• GIVEN REQUEST:
Reproduce the entries below verbatim, line for line, changing nothing.

• EXTRACTED MATERIAL:
* * *

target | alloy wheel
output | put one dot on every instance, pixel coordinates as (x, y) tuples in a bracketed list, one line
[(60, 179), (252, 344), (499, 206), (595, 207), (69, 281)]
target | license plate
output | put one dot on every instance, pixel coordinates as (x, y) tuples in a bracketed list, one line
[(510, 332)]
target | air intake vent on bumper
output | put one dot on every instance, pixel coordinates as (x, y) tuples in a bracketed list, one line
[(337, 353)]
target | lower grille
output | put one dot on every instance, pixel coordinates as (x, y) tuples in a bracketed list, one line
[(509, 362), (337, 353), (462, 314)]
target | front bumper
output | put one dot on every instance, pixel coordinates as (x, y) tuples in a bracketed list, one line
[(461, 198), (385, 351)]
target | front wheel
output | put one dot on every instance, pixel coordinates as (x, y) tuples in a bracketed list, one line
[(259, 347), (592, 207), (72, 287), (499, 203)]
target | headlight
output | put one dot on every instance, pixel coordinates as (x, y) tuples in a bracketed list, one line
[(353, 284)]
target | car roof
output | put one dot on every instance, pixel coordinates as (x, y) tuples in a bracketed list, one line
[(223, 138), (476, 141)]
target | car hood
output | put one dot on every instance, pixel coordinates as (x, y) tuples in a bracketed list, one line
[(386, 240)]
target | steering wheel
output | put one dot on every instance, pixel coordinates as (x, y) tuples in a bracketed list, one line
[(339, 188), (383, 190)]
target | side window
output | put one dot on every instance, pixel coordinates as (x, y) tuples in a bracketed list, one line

* * *

• WORKED ANSWER:
target | alloy wheel
output | put one dot on every instance, pixel coordinates as (x, y) tuples in a bracketed list, one line
[(60, 179), (252, 344), (499, 206), (595, 207), (69, 281)]
target | license plate
output | put one dot on every instance, pixel coordinates as (x, y) tuples in a bracketed list, one line
[(510, 332)]
target | air intake vent on bumper
output | put one dot on every instance, pixel coordinates as (x, y) tuples in a bracketed list, one line
[(337, 353)]
target | lower grille
output | put one dot on every instance, pixel coordinates as (x, y) tuples in a bracketed list, one line
[(509, 362), (337, 353), (462, 314)]
target | front bumper
output | put one dot on every instance, pixel coordinates as (x, y) tuples in a bracketed list, one line
[(461, 198), (385, 351)]
target | front wheel
output | put one dot on every instance, pixel coordinates as (x, y) tuples in a bracketed list, one line
[(259, 347), (592, 207), (72, 287), (499, 203)]
target | headlight
output | put one dot on every instance, pixel coordinates as (x, y) tuples in a bracketed list, one line
[(353, 284)]
target | car roof
output | put one dot on every instance, pixel coordinates as (x, y) tuples in a bracketed list, one line
[(223, 138), (476, 141)]
target | car hood
output | put one dot on every instance, pixel coordinates as (x, y) tuples in a bracketed list, one line
[(386, 240)]
target | steering wheel
output | put one dot on every instance, pixel coordinates as (x, y) tuples in a bracketed list, one line
[(339, 188), (383, 190)]
target | side window
output | put one dot on every instance, pixel coordinates as (x, y) tuples in a bracketed list, one line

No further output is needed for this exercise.